Extracted material:

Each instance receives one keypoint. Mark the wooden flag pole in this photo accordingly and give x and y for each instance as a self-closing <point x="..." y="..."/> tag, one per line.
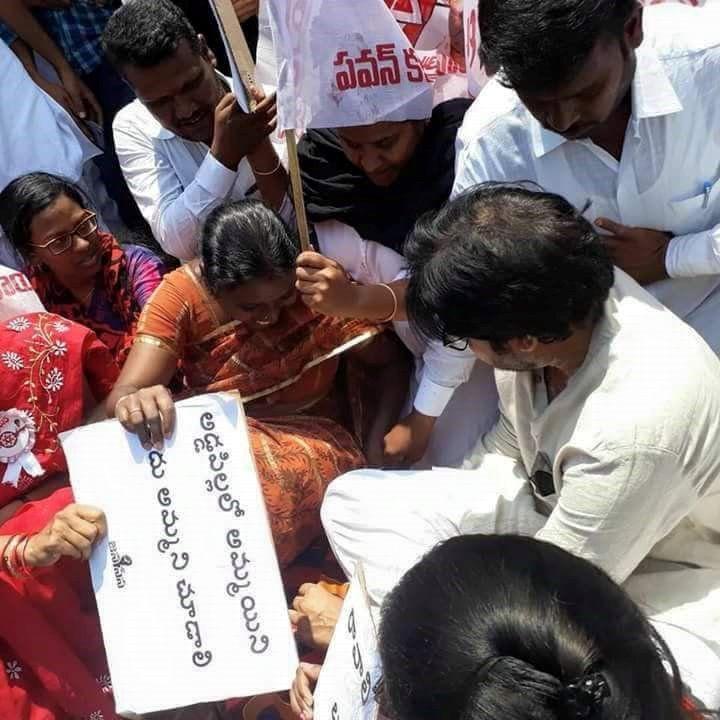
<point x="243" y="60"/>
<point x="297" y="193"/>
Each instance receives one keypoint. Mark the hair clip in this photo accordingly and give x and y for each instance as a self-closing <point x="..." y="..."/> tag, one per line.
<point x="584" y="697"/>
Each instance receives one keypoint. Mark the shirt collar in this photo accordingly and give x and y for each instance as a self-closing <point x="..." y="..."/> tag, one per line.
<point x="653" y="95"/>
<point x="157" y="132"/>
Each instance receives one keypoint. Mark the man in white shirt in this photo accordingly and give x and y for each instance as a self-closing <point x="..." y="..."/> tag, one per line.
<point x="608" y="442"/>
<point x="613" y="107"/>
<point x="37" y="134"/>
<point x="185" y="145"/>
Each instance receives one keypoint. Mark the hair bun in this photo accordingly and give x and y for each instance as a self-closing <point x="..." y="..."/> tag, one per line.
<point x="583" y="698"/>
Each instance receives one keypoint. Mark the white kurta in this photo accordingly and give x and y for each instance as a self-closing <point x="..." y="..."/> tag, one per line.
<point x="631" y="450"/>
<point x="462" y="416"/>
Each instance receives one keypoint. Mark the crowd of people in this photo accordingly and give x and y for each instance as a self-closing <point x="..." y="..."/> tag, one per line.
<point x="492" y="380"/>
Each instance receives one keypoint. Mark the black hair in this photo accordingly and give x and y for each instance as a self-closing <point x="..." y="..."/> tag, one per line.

Your instructions: Rewrite the records from the line containing "Each instance receives one keypoint. Mark the white" through the last line, inclusive, as a JSON list of strings with one string per line and no blank lines.

Result of this exercise:
[
  "Each instance receives one keypoint. Mark the white kurta in this photo accordingly and give x and y for each instance as a self-closing <point x=\"...\" y=\"...\"/> tag, one per line.",
  "<point x=\"631\" y=\"450\"/>",
  "<point x=\"462\" y=\"416\"/>",
  "Each instance receives one keypoint. Mark the crowd of people in this photo accordingly and give x and y for each instance as a self-closing <point x=\"...\" y=\"...\"/> tag, one per line.",
  "<point x=\"492\" y=\"380\"/>",
  "Each instance receives one keypoint. Mark the black hair in this photo accordingly and give x and y for each instance as a self-closing <point x=\"...\" y=\"...\"/> tag, one per line."
]